Instructions for the task =
Quote every one of the lines below verbatim, changing nothing and leaving none out.

Supplied data =
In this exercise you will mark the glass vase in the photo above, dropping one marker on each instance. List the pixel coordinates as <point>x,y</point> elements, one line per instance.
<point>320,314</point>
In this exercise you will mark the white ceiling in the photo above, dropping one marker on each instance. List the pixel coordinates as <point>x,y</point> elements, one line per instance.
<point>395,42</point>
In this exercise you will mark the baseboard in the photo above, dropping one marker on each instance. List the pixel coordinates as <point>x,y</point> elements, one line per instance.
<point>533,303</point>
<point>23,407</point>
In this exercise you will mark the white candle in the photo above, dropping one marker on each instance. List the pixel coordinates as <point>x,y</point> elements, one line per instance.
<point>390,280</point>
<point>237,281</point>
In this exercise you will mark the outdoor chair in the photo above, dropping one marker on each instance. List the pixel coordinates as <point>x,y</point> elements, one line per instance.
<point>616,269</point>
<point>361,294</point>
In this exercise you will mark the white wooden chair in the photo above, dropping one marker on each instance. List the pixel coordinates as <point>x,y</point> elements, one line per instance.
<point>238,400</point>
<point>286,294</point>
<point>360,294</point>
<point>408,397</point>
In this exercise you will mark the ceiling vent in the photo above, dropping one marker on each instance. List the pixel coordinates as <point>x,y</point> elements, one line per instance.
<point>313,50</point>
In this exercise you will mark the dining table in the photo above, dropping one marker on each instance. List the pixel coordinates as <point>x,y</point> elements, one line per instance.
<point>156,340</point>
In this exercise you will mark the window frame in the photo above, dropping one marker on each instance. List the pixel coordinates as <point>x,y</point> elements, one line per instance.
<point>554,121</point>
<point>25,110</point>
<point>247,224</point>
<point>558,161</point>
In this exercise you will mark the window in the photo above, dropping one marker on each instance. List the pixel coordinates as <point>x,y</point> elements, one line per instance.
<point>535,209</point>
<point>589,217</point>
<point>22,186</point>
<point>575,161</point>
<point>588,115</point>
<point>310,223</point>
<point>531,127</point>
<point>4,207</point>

Final answer =
In this exercise you will mark the glass vase in the photo above, dropping one marker on each instance. List the pixel coordinates as <point>x,y</point> elements, one line per instance.
<point>320,314</point>
In this exercise you will mark the white ceiling in the photo above, dropping one marker on each instance. List the pixel coordinates as <point>x,y</point> elements, one line per instance.
<point>395,42</point>
In this exercise you will mark the baseboard in the photo above, dropping one marker on each instance. List the pixel coordinates as <point>x,y</point> elements, one line per instance.
<point>533,303</point>
<point>23,407</point>
In this exercise you will mark the white candle in the photo above, dropping one marker on each instance. List the pixel coordinates as <point>x,y</point> elements, one line per instance.
<point>390,280</point>
<point>237,281</point>
In this exercise you will mark the outdoor chair in the photo above, dropping one marker on each instance. List the pixel coordinates as <point>x,y</point> elements, one line per instance.
<point>616,269</point>
<point>361,294</point>
In this exercise you will mark the white wooden chair in the photo above, dropping one marker on each instance. List the pixel coordinates as <point>x,y</point> elements, one line per instance.
<point>238,400</point>
<point>286,294</point>
<point>360,294</point>
<point>408,397</point>
In this exercise you will mark the ceiling vent in the photo above, dropping one marker on each instance. List the pixel coordinates as <point>x,y</point> elements, one line per instance.
<point>313,50</point>
In this exercise you will mark the dining table in the photo above, dropping one marker on each instance. List the pixel coordinates as <point>x,y</point> elements, one line per instance.
<point>156,340</point>
In this exercise you will mark the window frame in the photo above, dropping one marker on each instance. List the pixel coordinates as <point>x,y</point> elements, one line per instance.
<point>554,121</point>
<point>25,110</point>
<point>247,224</point>
<point>558,161</point>
In this exercise you will mark the window in the photo above, dropping one marker on each instance. List the pixel coordinates as <point>x,y</point> elements, one line per instance.
<point>535,209</point>
<point>589,217</point>
<point>22,186</point>
<point>575,161</point>
<point>588,115</point>
<point>310,223</point>
<point>531,127</point>
<point>4,207</point>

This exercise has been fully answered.